+++ MATERIAL FOR THE TASK
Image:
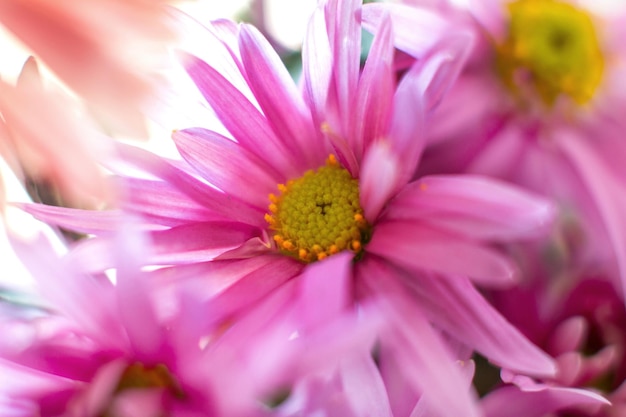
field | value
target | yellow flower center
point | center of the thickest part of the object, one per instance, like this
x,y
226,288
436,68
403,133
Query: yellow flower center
x,y
554,45
318,214
138,375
++++++
◆ **GIVEN PROBLEM**
Rewrite every line of the records above, requests included, without the pictures. Multiply each coordinate in the answers by 0.55 and round to the nearest whole number, with halves rounding up, but leave the numbers in the requests unchanged.

◆ **THE SOLUTION**
Image:
field | value
target | yellow flower center
point | center of the thickest part of the object, one per instance, like this
x,y
226,288
436,68
403,133
Query: yellow flower center
x,y
305,25
175,118
76,206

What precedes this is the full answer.